Assignment: The entries are to be reproduced word for word, with all images left out.

Referring expression data:
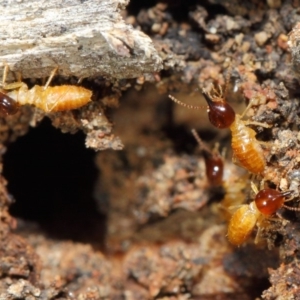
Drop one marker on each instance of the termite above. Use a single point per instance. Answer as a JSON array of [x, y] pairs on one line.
[[266, 203], [214, 165], [246, 149], [47, 98]]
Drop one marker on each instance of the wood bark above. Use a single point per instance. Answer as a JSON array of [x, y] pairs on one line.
[[81, 38]]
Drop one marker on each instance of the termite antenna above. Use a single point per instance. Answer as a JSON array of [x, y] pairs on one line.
[[186, 105], [291, 208]]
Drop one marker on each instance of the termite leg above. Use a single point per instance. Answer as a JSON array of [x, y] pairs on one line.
[[9, 86], [52, 74]]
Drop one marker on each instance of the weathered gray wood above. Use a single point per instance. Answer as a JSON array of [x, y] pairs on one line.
[[82, 38]]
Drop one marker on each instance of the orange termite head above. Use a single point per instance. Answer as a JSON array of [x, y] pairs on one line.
[[268, 201], [8, 106], [220, 113]]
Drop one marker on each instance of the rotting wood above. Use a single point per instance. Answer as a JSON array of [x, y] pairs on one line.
[[82, 38]]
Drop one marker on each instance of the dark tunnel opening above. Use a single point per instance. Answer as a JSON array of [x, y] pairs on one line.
[[52, 176]]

Solution:
Drop one marker on each instance of the termite above. Use a single point per instance. Answer as a JSON array of [x, y] pairs on one line.
[[266, 203], [214, 165], [246, 149], [47, 98]]
Drop one marker on each instance of the wood bark above. Use a single point per instance. Answer as a JSON array of [x, y] pairs on one line.
[[81, 38]]
Drop one marker on each instance of the termite antenna above. Use a single point per instance. Answer as a JSON array of [x, y] pairs on one line.
[[186, 105], [291, 208]]
Drop one marker on each instance of the termite leg above. Use a single point per instance. Answer as a JSON array of [x, y] pairs on one line.
[[9, 86], [52, 74]]
Drop one marker on each instance of the weathered gray wood above. Use a single point per instance. Answer as a JSON array of [x, y] pairs on one line.
[[82, 38]]
Drop one marker on each instance of the orange termite head above. Use a single point per instance. Answer as a JSON array of [x, y] pairs on one line.
[[268, 201], [8, 106], [220, 113]]
Drop one marker on each instance of the rotting wood above. Use a single point per instance. Answer as a JSON array of [x, y] pairs on one line.
[[82, 38]]
Drop one marker on each instance of the dark tunnel opening above. Use a single point per instance. Answer as a JSON array of [x, y] pairs on one line.
[[52, 176]]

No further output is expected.